··· Dataset
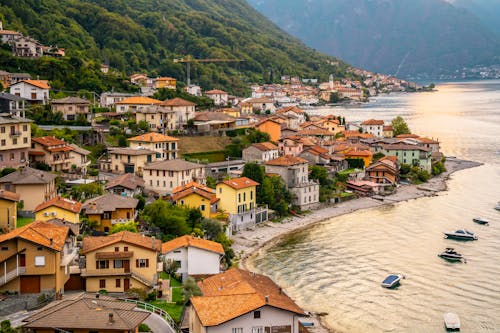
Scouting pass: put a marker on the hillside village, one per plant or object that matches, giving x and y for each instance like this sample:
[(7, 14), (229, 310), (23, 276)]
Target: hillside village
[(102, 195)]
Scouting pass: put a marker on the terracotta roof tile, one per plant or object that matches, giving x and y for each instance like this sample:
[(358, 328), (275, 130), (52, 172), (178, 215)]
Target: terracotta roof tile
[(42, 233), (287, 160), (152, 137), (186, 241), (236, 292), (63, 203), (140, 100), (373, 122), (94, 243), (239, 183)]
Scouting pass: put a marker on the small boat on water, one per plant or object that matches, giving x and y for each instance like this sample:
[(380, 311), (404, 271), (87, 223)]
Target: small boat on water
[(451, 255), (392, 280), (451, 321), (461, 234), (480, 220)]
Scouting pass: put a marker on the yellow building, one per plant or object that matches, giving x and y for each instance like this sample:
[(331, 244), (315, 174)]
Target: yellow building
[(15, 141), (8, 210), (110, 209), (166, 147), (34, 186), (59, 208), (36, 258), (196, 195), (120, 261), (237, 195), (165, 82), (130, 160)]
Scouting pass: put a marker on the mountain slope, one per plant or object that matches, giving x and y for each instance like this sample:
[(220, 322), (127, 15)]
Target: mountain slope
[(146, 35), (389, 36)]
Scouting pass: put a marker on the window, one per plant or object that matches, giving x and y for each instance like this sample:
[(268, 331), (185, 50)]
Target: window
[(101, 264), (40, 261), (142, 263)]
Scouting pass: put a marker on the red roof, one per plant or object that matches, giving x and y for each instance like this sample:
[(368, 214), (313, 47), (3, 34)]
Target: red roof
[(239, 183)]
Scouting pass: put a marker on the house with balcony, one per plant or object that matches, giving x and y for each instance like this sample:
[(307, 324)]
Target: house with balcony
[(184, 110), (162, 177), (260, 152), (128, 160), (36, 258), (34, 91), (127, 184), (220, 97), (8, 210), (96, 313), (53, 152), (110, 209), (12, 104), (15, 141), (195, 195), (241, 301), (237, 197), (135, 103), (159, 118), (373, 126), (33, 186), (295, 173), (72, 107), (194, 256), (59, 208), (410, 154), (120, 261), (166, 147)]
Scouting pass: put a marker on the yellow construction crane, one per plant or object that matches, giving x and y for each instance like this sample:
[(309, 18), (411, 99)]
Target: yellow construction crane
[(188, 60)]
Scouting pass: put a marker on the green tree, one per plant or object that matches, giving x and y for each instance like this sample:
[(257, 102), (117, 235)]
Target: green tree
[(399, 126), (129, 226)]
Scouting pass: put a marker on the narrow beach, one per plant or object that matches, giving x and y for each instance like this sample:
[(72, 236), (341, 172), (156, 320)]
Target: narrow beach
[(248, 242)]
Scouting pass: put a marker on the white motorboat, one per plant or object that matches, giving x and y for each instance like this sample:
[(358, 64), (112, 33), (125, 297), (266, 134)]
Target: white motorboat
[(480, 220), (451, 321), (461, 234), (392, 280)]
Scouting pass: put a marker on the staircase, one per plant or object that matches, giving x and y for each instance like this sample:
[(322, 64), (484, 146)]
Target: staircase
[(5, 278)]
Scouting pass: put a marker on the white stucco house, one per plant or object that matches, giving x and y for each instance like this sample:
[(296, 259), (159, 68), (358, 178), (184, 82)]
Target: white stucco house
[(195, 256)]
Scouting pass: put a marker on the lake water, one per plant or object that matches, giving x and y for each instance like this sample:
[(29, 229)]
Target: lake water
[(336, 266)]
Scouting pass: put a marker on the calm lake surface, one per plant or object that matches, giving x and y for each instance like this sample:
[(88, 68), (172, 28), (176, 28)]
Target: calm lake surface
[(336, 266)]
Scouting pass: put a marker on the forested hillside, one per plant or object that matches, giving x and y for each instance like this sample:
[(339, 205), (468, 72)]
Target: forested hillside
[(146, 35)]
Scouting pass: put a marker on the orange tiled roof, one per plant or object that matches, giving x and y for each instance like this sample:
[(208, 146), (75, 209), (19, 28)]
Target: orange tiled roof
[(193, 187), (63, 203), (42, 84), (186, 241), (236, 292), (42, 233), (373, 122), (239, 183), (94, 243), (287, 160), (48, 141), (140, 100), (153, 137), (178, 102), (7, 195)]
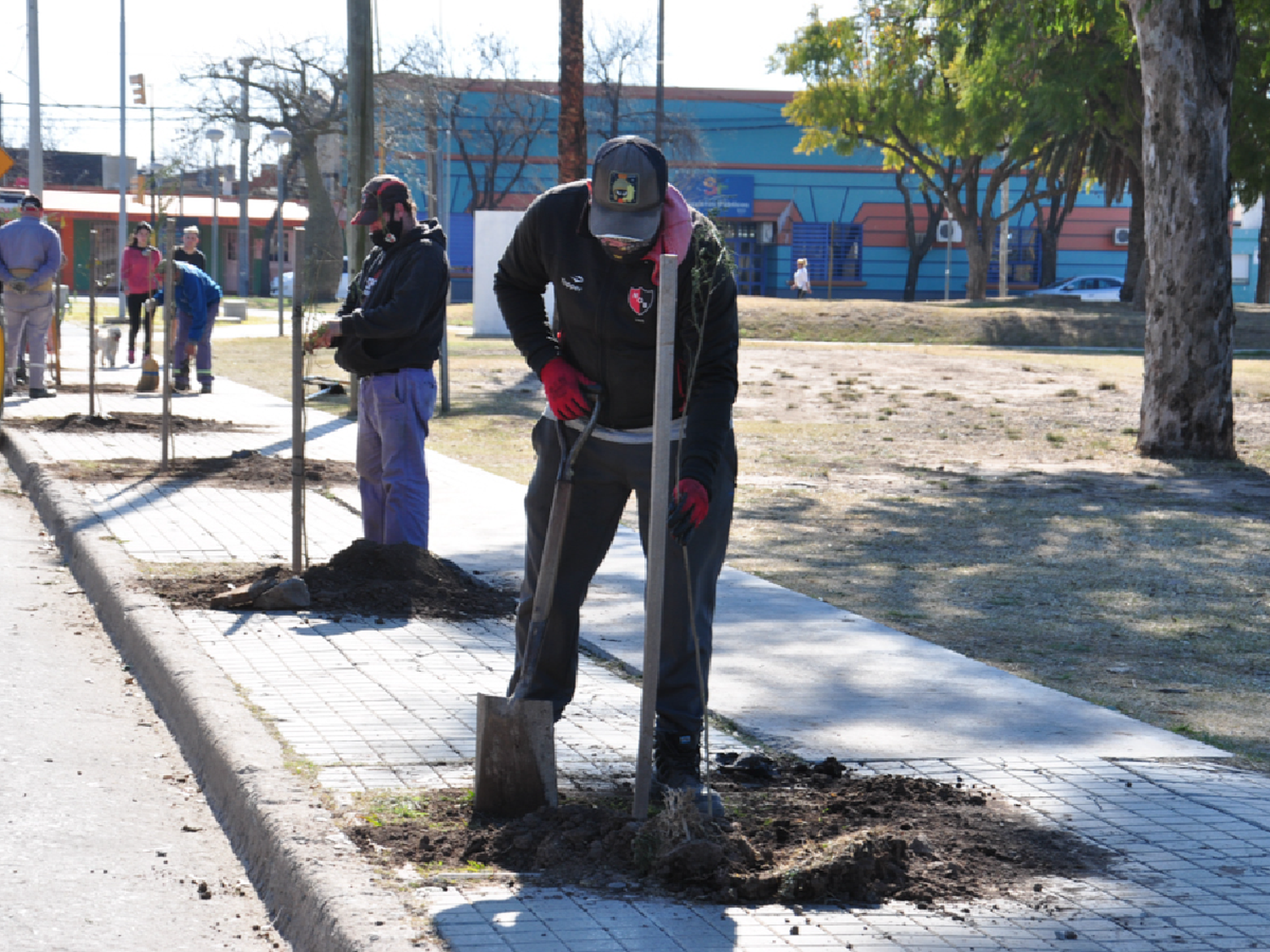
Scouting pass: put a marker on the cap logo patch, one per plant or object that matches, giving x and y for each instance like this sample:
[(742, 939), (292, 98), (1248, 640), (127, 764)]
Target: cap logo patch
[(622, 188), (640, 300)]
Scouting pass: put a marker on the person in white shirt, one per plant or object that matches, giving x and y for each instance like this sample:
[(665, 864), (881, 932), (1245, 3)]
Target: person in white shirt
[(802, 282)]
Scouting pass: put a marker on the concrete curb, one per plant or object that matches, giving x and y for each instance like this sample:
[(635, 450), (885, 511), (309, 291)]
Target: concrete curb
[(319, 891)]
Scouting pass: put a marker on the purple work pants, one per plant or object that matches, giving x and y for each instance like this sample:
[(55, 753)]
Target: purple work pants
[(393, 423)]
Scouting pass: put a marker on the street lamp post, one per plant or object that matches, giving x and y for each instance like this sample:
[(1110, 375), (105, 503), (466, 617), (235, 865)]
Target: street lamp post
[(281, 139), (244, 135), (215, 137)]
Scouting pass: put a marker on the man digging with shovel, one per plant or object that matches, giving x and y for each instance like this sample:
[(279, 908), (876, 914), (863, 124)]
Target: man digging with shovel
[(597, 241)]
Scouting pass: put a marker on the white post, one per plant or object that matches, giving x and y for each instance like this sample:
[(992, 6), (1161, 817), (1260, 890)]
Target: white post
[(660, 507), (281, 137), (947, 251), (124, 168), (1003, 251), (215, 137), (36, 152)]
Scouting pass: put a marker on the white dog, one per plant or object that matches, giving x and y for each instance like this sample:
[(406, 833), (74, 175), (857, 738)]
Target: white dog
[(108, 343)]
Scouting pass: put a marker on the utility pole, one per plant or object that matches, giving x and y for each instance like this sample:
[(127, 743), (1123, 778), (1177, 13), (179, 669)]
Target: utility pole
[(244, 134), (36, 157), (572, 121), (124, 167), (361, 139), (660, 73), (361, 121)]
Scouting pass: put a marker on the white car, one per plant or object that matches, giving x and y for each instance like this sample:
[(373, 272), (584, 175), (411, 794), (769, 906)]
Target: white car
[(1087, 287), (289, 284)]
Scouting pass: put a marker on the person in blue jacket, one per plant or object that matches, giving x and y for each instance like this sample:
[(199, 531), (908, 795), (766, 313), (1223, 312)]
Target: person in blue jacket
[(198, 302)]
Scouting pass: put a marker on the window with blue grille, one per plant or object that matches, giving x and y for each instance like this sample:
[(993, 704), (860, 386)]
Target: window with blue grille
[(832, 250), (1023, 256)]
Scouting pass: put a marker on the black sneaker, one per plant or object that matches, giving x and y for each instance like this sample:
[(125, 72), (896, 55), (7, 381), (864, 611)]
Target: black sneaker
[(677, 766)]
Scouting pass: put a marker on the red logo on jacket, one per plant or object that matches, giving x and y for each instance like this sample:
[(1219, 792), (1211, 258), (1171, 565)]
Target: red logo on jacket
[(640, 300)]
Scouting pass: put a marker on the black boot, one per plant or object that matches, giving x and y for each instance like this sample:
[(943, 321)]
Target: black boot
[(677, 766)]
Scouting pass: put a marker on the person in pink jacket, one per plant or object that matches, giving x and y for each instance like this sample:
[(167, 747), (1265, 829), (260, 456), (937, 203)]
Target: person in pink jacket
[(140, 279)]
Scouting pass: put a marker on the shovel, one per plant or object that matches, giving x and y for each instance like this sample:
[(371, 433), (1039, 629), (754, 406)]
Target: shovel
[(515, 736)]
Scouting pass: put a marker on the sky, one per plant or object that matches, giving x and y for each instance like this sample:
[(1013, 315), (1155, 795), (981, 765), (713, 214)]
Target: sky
······
··· Dataset
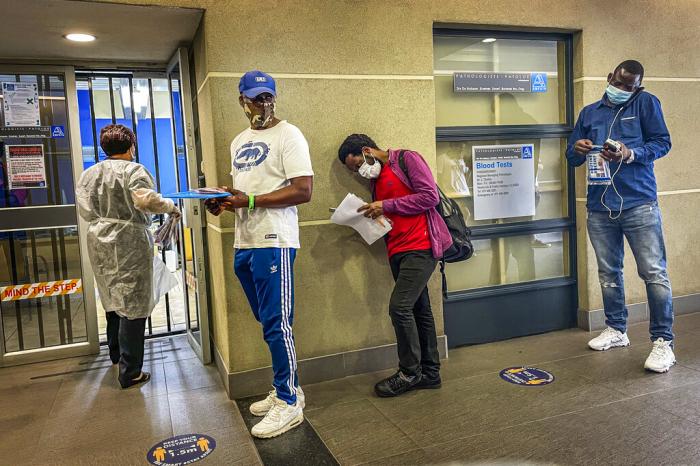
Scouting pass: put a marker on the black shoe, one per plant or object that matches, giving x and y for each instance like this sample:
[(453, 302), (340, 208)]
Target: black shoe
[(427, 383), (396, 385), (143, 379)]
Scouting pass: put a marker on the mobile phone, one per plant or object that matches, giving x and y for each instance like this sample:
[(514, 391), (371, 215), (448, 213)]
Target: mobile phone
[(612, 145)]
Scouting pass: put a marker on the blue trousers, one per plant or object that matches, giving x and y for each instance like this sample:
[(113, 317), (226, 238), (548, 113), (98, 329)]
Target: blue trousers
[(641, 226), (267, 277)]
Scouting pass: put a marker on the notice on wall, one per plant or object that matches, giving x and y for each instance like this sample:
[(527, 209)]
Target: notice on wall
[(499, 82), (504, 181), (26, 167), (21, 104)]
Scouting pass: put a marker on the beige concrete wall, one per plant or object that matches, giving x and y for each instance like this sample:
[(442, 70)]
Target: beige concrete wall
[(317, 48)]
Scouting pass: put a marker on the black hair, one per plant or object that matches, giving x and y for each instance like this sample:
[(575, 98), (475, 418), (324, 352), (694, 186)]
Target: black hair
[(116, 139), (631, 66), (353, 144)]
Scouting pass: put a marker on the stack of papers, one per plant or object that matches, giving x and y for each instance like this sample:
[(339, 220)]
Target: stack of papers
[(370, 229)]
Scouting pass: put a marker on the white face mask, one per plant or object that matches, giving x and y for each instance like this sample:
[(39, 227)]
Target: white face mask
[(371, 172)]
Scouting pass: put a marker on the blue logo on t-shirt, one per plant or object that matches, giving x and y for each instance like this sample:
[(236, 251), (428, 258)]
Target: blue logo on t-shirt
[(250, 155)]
······
··· Dataset
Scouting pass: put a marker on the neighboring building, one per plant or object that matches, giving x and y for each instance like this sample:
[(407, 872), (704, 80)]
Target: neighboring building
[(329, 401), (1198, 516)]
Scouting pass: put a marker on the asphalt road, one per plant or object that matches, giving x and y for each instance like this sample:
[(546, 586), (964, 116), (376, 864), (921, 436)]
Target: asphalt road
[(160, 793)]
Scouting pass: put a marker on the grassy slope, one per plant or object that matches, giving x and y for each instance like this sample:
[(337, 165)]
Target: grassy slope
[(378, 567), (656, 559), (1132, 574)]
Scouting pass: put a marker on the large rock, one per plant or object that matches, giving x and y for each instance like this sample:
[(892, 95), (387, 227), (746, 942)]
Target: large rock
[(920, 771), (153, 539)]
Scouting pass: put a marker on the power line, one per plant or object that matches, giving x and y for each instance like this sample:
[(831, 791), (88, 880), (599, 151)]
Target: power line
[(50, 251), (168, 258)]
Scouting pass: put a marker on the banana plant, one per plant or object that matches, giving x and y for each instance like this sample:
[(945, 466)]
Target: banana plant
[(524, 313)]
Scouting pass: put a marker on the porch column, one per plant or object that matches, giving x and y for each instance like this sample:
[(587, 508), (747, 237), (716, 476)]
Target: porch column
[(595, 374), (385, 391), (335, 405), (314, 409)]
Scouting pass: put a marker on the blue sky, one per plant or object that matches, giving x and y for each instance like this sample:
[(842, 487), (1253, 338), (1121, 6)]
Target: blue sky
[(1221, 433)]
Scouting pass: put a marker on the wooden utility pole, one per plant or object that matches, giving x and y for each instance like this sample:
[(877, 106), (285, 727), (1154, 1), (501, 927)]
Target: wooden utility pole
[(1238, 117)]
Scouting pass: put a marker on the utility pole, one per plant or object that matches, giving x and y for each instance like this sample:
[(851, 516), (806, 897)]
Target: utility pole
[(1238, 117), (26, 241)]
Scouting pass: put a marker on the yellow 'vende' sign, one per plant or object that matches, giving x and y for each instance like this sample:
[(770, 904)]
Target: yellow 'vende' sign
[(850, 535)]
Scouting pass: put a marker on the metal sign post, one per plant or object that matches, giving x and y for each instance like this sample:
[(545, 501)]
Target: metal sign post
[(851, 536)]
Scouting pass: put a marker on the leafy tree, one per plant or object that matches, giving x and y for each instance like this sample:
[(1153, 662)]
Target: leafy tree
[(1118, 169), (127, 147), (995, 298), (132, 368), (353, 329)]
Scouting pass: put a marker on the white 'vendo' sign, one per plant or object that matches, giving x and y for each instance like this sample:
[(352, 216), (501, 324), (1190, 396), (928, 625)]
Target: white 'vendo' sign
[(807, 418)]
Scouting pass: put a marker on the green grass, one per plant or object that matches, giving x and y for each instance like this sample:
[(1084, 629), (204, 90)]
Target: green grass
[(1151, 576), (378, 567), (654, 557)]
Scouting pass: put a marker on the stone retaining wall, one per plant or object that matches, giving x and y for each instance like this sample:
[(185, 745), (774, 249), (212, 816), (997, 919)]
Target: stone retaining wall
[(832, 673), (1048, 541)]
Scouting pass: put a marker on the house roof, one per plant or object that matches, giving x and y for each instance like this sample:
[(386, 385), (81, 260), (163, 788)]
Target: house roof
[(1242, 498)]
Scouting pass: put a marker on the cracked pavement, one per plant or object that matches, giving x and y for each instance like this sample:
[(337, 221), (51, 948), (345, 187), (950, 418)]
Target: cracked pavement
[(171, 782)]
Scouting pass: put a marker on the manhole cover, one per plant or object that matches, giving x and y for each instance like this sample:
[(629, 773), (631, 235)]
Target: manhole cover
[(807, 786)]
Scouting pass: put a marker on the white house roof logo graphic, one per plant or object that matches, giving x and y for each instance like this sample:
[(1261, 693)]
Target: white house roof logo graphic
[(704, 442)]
······
» **Problem details**
Reproduce the stretch from the line containing "Scouting pass: put a marker on the purple" through the line containing "[(108, 343)]", requests included, with every x and y coordinate in the answers scaled by 0.75 and rounded to whole numbers, halves rounding up. Keep the sample coordinates in the requests unchanged, and give only those lines.

» **Answer for this exercise**
Scouting pass: put a marker on the purple work pants, one per plant or object that matches, giving x and y for each instance like this sample:
[(55, 753)]
Target: purple work pants
[(295, 317)]
Scouting pass: put a marker on the street lamp post, one per plant or object that matches, giving x and y for each instance like this sample:
[(1110, 375), (105, 503), (466, 617), (235, 865)]
Target: street lamp post
[(211, 104), (183, 101), (161, 103)]
Scouting pass: put a marker on the man digging with shovel, one per plant or object that matches, giving x and y for each instance like this sample:
[(279, 908), (876, 914), (863, 124)]
Target: man digging with shovel
[(448, 181)]
Scouting pass: put a marker on the white post, one per plant or object that matches, giving x and y for each instance like this sample:
[(992, 6), (1161, 817), (1260, 890)]
Target: white post
[(495, 380), (211, 103), (710, 188), (93, 126), (752, 188), (161, 103), (27, 114)]
Scouting pass: put a marker on the white dog, one per plant or object that matches, giving x and y for each instance like this sample:
[(406, 833), (74, 175), (857, 738)]
Target: white dog
[(81, 257)]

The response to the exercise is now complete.